What is expected
Your task is to write out the full listing once more, exactly.

Data extract
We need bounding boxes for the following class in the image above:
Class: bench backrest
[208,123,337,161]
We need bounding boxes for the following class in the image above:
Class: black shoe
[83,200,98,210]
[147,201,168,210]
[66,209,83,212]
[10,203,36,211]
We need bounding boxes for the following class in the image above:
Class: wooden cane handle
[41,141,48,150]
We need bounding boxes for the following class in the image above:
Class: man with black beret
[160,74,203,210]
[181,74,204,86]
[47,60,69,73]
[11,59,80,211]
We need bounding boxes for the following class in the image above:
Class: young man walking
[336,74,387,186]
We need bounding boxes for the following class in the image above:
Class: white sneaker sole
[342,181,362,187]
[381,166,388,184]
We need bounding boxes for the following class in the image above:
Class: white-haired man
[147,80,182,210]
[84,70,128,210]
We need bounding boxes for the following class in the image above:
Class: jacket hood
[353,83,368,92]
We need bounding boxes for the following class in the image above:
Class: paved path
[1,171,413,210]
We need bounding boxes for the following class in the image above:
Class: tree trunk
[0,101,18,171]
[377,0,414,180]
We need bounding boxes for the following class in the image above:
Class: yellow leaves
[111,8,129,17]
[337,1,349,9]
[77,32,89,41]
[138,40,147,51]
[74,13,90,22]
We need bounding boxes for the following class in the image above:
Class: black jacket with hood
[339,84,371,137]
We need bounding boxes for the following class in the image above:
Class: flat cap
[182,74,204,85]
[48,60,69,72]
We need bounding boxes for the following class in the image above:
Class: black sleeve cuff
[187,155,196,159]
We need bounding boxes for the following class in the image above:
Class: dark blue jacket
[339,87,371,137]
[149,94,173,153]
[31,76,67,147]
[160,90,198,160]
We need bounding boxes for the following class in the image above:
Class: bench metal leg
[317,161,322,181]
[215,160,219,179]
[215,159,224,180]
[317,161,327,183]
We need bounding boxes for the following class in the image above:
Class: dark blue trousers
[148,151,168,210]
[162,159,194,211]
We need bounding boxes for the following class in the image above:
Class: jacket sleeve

Completed exercise
We need bounding boxes for the following class in the image above:
Class: bench backrest
[208,123,337,161]
We need bounding boxes for the following class in the image above:
Class: black shoe
[83,200,98,210]
[147,201,168,210]
[66,209,83,212]
[10,203,36,211]
We need bounding boxes for the following class in the image above:
Class: wooden cane handle
[41,141,48,150]
We need bounding boxes for the following class in the image above:
Class: man with black beret
[160,74,203,210]
[181,74,204,86]
[47,60,69,73]
[11,59,80,211]
We need bounding boxes for the following class in the image above:
Class: young man walking
[336,74,387,186]
We need bounding boxes for the following class in the image above:
Class: white sneaker sole
[342,181,362,187]
[381,166,388,184]
We need bounding boxes for the following class in the image above:
Class: white-haired man
[147,80,182,210]
[84,70,128,210]
We need bounding boxes for the following class in the image above:
Class: jacket hood
[353,83,368,92]
We need bounding boxes for the following class in the image above:
Class: paved path
[1,171,413,210]
We need bounding boxes for the following class in the image above:
Class: tree trunk
[0,101,18,171]
[377,0,414,180]
We need bounding boxes for the following class in the image above:
Class: yellow leaves
[111,8,129,17]
[337,1,349,9]
[77,32,89,41]
[138,40,147,51]
[74,13,90,22]
We need bounding boxes for the following class in the image above:
Class: black jacket with hood
[339,84,371,137]
We need bounding boxes for the following class in the image above:
Class: flat cap
[182,74,204,85]
[48,60,69,72]
We need bounding boxes for the following class in the image above:
Class: black sleeve cuff
[187,155,196,159]
We need bounding boxes for the following class in the image above:
Class: dark blue jacket
[339,87,371,137]
[149,94,173,153]
[31,76,67,147]
[160,90,198,160]
We need bounding boxes for the following class in the image above:
Class: bench metal leg
[317,161,322,181]
[215,160,219,179]
[215,159,224,180]
[317,161,327,183]
We need bounding boxes for the following class in the image above:
Class: dark blue trousers
[148,151,168,210]
[162,159,194,211]
We need bounding boxes for the following class in the image above:
Class: jacket sleeve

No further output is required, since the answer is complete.